# Passage shown start
There is a group you can find on the internet, at http://www.sustainlane.com. They rank cities every year for levels of sustainability and environmental friendliness. I was taking a look the other day at the top ten most sustainable cities on their list (sustainlane is now cited by all the media as the experts in this matter – I guess all you have to do is make a list…), and the winners look like this:
1. Portland, OR
2. San Francisco, CA
3. Seattle, WA
4. Chicago, IL
5. Oakland, CA
6. New York City, NY
7. Boston, MA
8. Philadelphia, PA
9. Denver, CO
10. Minneapolis, MN
These then, are our brightest urban lights, the cities most likely to succeed. These cities point the way to the Next City. But as I looked at this list for a moment, I was struck with the fact that it looked very similar to another list I bumped into a while back.
# Passage shown end
# Excerpted data start
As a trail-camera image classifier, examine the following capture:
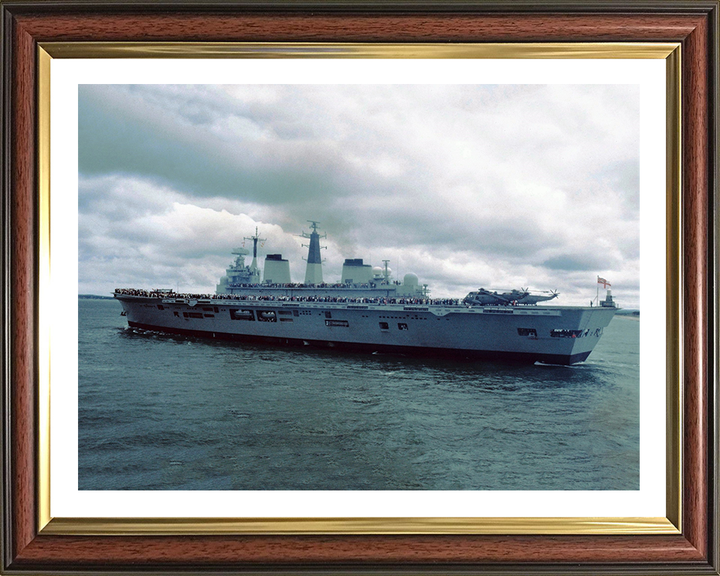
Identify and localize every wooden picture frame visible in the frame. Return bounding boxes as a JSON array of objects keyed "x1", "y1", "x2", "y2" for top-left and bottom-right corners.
[{"x1": 0, "y1": 0, "x2": 720, "y2": 574}]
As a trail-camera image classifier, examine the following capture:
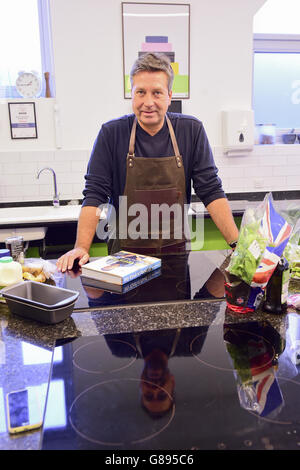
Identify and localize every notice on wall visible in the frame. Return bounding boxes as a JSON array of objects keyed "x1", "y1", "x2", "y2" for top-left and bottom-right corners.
[{"x1": 8, "y1": 102, "x2": 37, "y2": 139}]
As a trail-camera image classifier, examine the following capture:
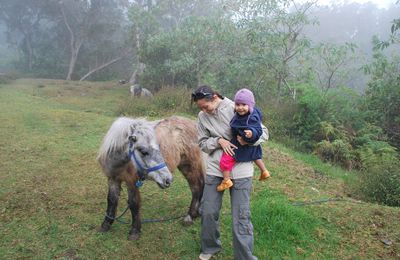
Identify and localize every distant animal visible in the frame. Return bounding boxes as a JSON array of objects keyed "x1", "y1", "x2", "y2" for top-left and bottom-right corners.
[
  {"x1": 118, "y1": 79, "x2": 126, "y2": 85},
  {"x1": 97, "y1": 117, "x2": 205, "y2": 240},
  {"x1": 130, "y1": 85, "x2": 153, "y2": 97}
]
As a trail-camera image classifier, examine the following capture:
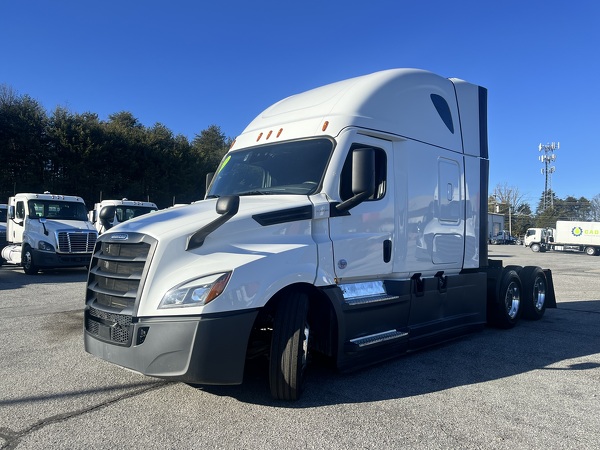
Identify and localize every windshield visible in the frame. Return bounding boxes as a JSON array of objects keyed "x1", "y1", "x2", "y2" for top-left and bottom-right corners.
[
  {"x1": 115, "y1": 205, "x2": 156, "y2": 222},
  {"x1": 27, "y1": 200, "x2": 87, "y2": 220},
  {"x1": 206, "y1": 138, "x2": 333, "y2": 198}
]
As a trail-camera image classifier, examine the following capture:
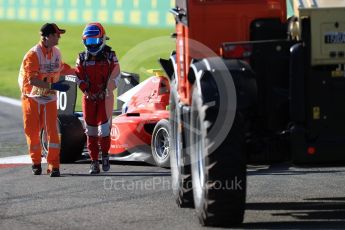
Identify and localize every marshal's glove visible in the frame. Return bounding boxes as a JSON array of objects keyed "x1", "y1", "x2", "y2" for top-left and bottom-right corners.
[{"x1": 50, "y1": 80, "x2": 69, "y2": 92}]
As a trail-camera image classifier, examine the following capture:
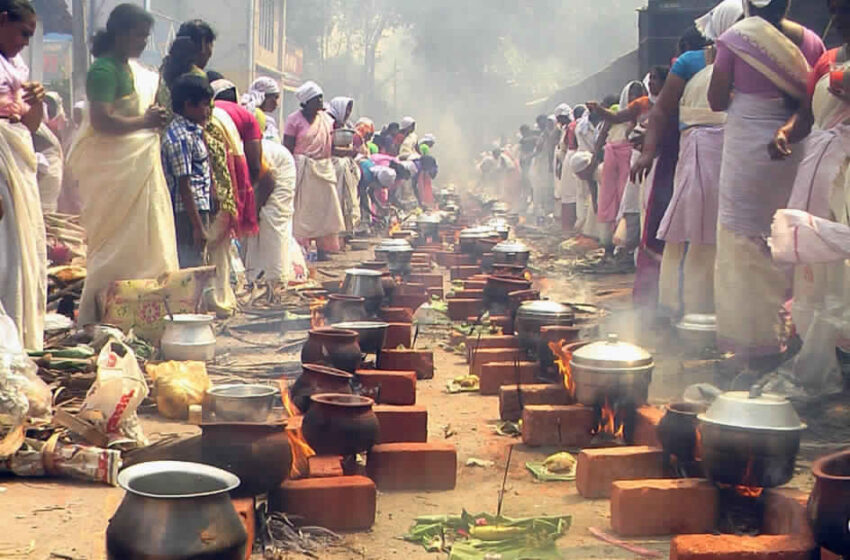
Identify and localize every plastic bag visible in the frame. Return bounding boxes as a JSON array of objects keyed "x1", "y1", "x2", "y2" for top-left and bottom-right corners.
[
  {"x1": 146, "y1": 362, "x2": 212, "y2": 420},
  {"x1": 80, "y1": 339, "x2": 148, "y2": 445}
]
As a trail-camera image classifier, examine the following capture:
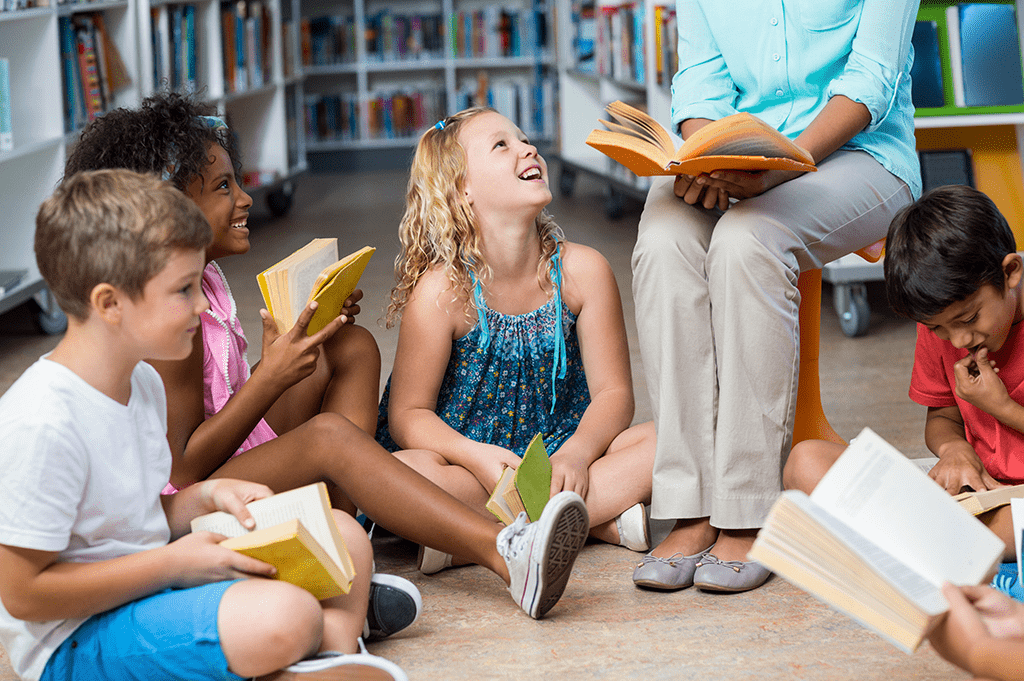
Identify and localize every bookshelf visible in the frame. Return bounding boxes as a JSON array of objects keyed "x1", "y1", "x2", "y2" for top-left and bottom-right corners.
[
  {"x1": 300, "y1": 0, "x2": 555, "y2": 154},
  {"x1": 0, "y1": 0, "x2": 306, "y2": 333},
  {"x1": 556, "y1": 0, "x2": 682, "y2": 218}
]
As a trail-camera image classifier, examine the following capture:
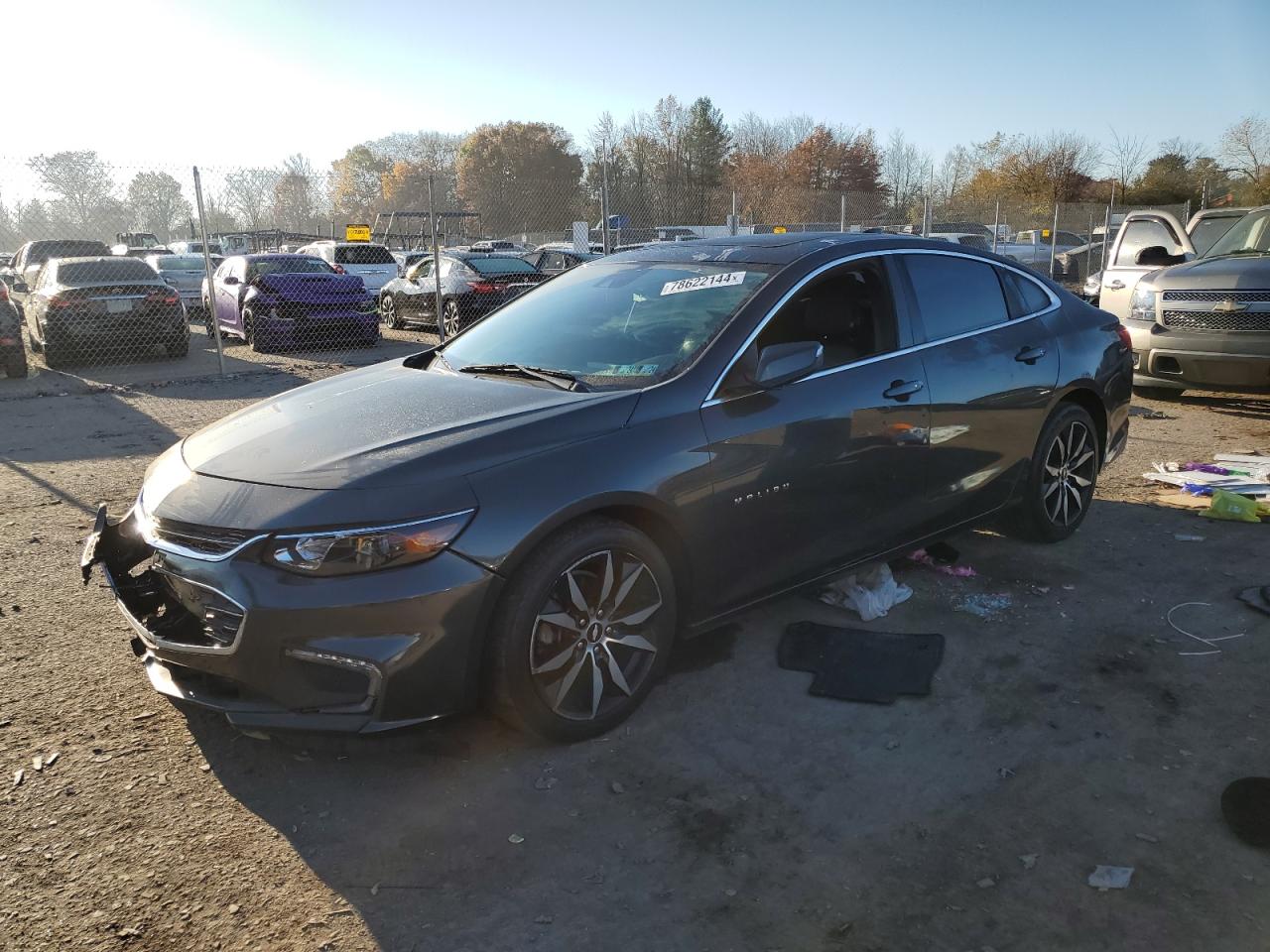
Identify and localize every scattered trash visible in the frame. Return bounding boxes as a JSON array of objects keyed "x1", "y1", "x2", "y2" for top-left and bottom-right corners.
[
  {"x1": 1221, "y1": 776, "x2": 1270, "y2": 849},
  {"x1": 953, "y1": 586, "x2": 1010, "y2": 620},
  {"x1": 1088, "y1": 866, "x2": 1134, "y2": 890},
  {"x1": 908, "y1": 542, "x2": 978, "y2": 579},
  {"x1": 1239, "y1": 585, "x2": 1270, "y2": 615},
  {"x1": 776, "y1": 622, "x2": 944, "y2": 704},
  {"x1": 1165, "y1": 602, "x2": 1246, "y2": 657},
  {"x1": 821, "y1": 562, "x2": 913, "y2": 622}
]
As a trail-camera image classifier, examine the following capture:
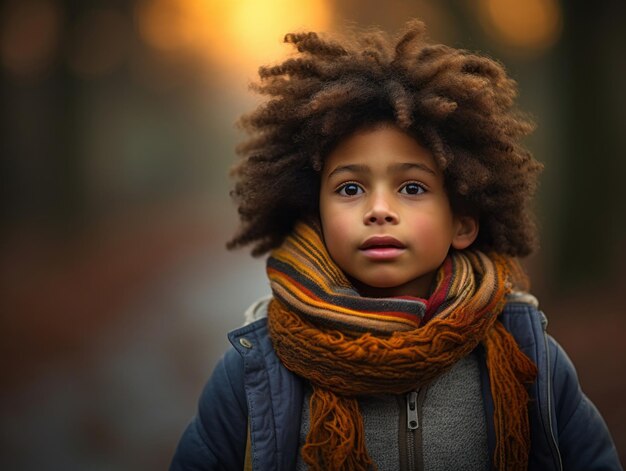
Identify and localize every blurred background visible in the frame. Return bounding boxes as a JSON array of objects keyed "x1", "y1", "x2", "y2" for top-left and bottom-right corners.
[{"x1": 0, "y1": 0, "x2": 626, "y2": 470}]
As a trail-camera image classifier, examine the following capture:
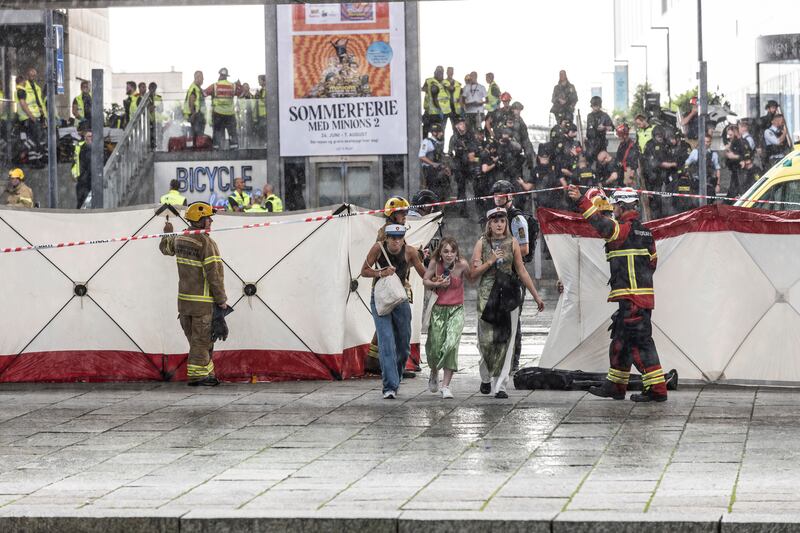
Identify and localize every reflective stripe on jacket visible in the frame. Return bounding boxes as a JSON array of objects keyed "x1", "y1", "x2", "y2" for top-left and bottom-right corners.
[
  {"x1": 159, "y1": 233, "x2": 228, "y2": 316},
  {"x1": 579, "y1": 196, "x2": 658, "y2": 309}
]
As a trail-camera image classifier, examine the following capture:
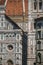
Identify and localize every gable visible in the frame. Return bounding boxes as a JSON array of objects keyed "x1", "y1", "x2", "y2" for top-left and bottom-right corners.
[
  {"x1": 0, "y1": 15, "x2": 20, "y2": 30},
  {"x1": 5, "y1": 15, "x2": 20, "y2": 29}
]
# Excerpted data end
§ Work to do
Please say whether each statement agrees with the passage on sustainable city rankings, answering yes or no and quoting the deciding words: 1. The group ranks cities every year. 2. Seattle is ranked second on the list. 3. Denver is ninth on the list. The material is not needed for what follows.

§ Solution for this exercise
1. Yes: "They rank cities every year for levels of sustainability and environmental friendliness."
2. No: "3. Seattle, WA"
3. Yes: "9. Denver, CO"